-------- Excerto do documento --------

O tempo. Matinas -- antes do raiar do Sol, hora de oração e leituras de textos bíblicos e hagiográficos.
O espaço. A referência a um claustro, a capitulares e a um coro, indica estarmos numa casa religiosa, obviamente sem surpresa, atendendo ao título do romance. Uma ligação directa da alcova à biblioteca, pode indiciar um aposento privilegiado para quem tenha hábitos, necessidades e práticas do foro intelectual.
Personagem. Luciano, habita no recinto, no qual parece deambular à vontade. Sabemo-lo, quantos lemos o romance, tratar-se de pessoa decidida e com ideias firmes. O «gesto largo» com que abre as janelas e aspira o ar da rua a plenos pulmões são gestos e atitudes que prenunciam a sua assertividade.
Impressões. o som (a sineta que tangia); a visualização do peso do lambrequim; o ar madrugador e refrescante que Luciano aspira a plenos pulmões.
O modo. As referências ao brocardo revela a permanência da estética naturalista, com todas as minúcias descritivas.
5. Espírito e carne
Continuar: «Entretanto iniciavam-se na Sé as obras de restauração.» Início do cap. III, pp. 41-78 da minha edição.
As obras põem a Sé em polvorosa, desagradam aos mais velhos e a própria Helena de Monforte fica angustiada ao ver a capela de família intervencionada. Em defesa daquele «ateu», daquele «doido», daquele «Átila de camartelo» vem o padre Anselmo, o jovem musicólogo. Num domingo, durante a missa, a condessinha tem uma espécie de revelação, que a leva a questionar a sua desconfiança ou má-vontade para com o trabalho de Luciano:
«Nesse domingo, porém, uma surpresa durante a missa causara-lhe estranha emoção. Tinham acabado de aparelhar a rosácea do cruzilhão norte. Desarmado o andaime e o tapume envolvente, a admirável rosa de pedra reabria, inteiramente nova, no fino talhe românico, com o desabrochamento radial das nervuras emoldurando pétalas de luz. Maria Helena erguera os olhos e ficara em êxtase deslumbrada. Como aquilo fora não sabia. Donde a linda rosa viera, ignorava-o. Como ela abrira lá no alto, mistério. mas lá estava, a mágica túlipa esplendorosa, fresca e vicejante, reverberando na sombra doce da nave as palpitações multicores do seu coração incendiado.»

-------- Linhas --------

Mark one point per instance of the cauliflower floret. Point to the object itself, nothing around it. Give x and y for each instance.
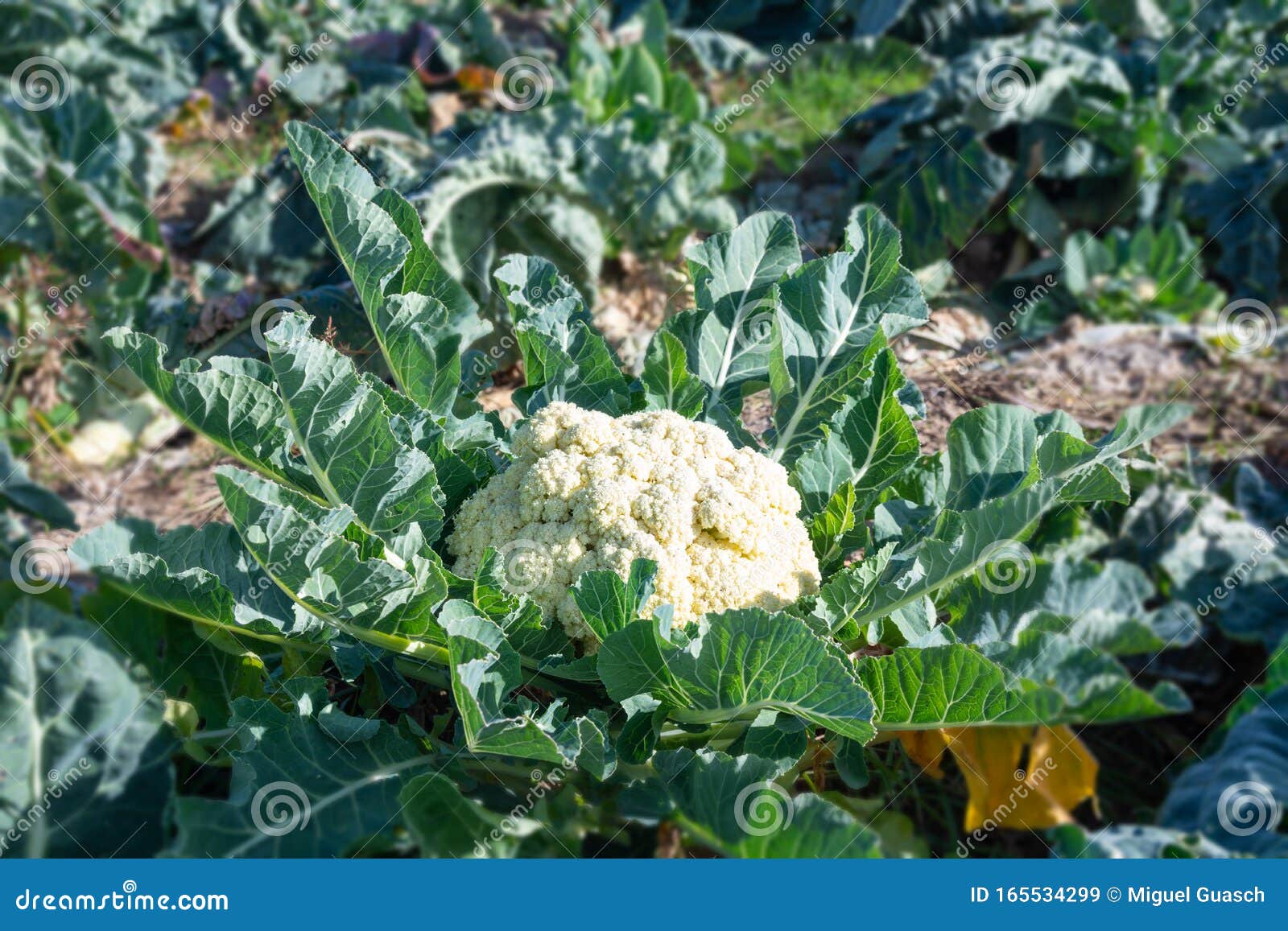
(588, 491)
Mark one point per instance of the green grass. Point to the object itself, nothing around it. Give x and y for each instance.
(822, 88)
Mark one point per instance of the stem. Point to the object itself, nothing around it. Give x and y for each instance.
(39, 840)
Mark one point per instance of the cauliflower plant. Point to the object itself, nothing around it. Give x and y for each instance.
(588, 491)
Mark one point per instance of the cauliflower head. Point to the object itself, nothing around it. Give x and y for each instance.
(588, 491)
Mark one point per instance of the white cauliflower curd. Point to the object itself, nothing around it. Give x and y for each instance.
(588, 491)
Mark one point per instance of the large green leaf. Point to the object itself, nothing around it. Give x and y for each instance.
(727, 336)
(830, 311)
(1234, 796)
(869, 442)
(345, 433)
(1098, 604)
(1043, 682)
(204, 575)
(19, 492)
(564, 356)
(744, 662)
(422, 315)
(232, 403)
(485, 671)
(84, 750)
(303, 547)
(309, 781)
(734, 806)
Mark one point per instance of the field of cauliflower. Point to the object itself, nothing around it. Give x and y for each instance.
(644, 429)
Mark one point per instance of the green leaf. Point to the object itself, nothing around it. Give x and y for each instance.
(564, 357)
(19, 492)
(609, 603)
(638, 76)
(869, 442)
(85, 752)
(232, 403)
(188, 662)
(732, 805)
(345, 433)
(745, 662)
(1047, 680)
(204, 575)
(1234, 796)
(831, 309)
(303, 547)
(423, 317)
(485, 671)
(307, 782)
(725, 336)
(1098, 604)
(446, 823)
(667, 383)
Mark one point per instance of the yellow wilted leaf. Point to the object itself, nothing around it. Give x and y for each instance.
(1060, 776)
(927, 748)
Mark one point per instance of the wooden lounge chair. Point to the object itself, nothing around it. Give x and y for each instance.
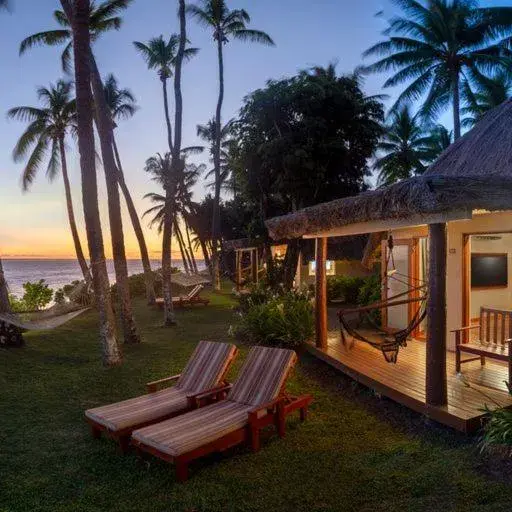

--------

-- Sobre a tarefa --
Segundo o excerto do documento, por favor, diga que elemento da Sé tinham acabado de aparelhar naquele domingo.

-- Resposta --
A rosácea do cruzilhão norte.